Work required:
Report every line in the records below that contains the word "with", copying each such line in full.

Task inputs:
=======

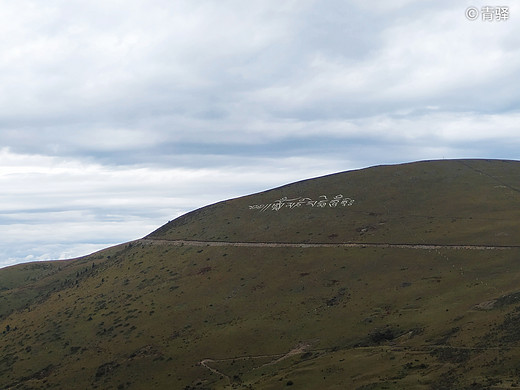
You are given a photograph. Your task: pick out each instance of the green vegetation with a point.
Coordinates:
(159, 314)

=======

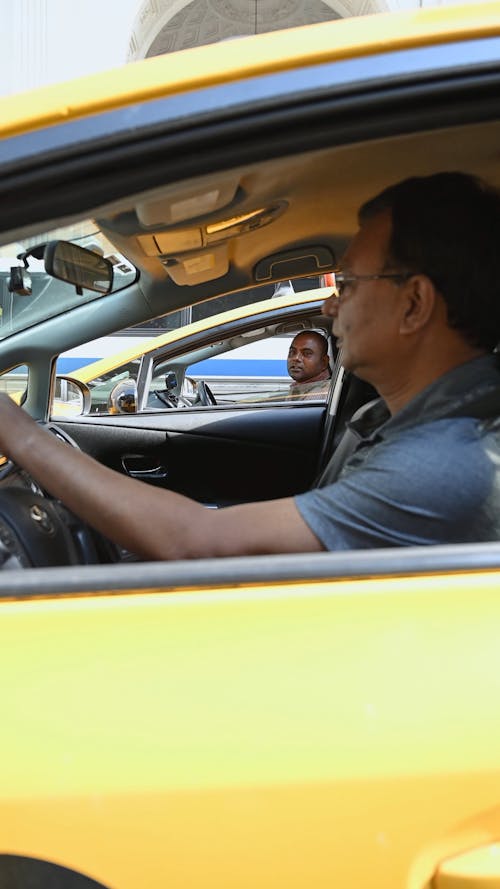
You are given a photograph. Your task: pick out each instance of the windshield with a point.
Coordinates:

=======

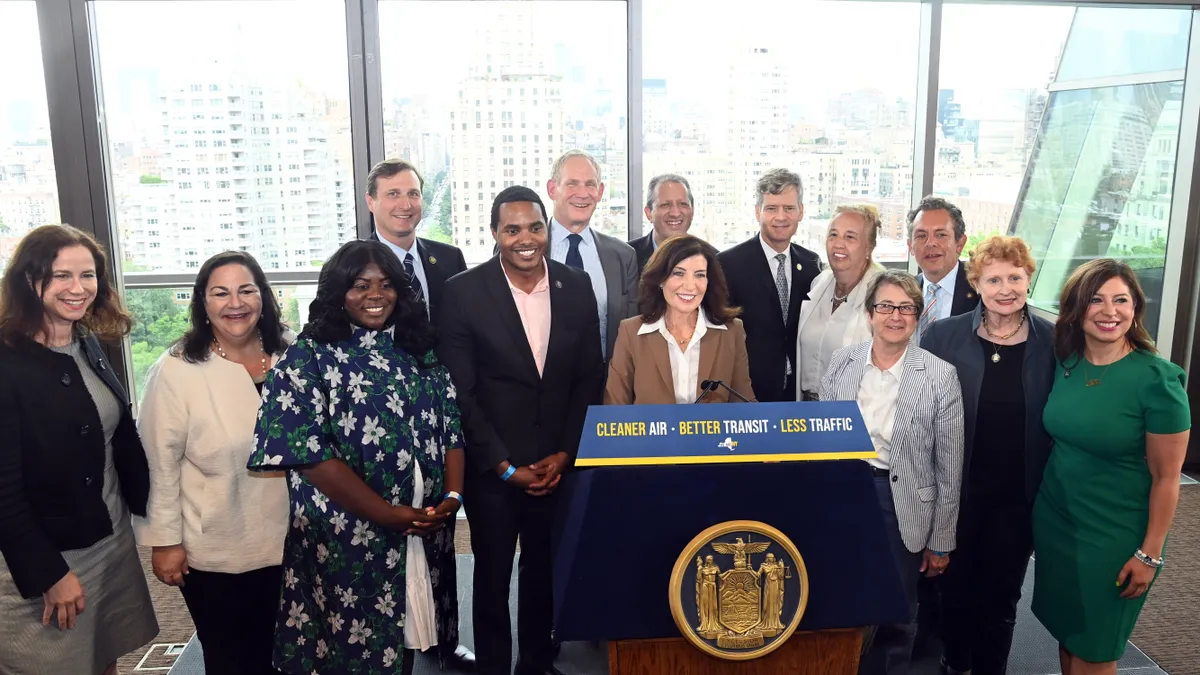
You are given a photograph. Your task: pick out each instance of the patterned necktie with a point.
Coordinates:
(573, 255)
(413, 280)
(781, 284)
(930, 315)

=======

Response below:
You are given a photograph. Your task: pick out each instance of the green vegetation with a point.
You are given a photograph. Your task: pick out each instance of the windshield with a point.
You are given a photograph. Your task: pick out each instance of the patterned necktie with a point.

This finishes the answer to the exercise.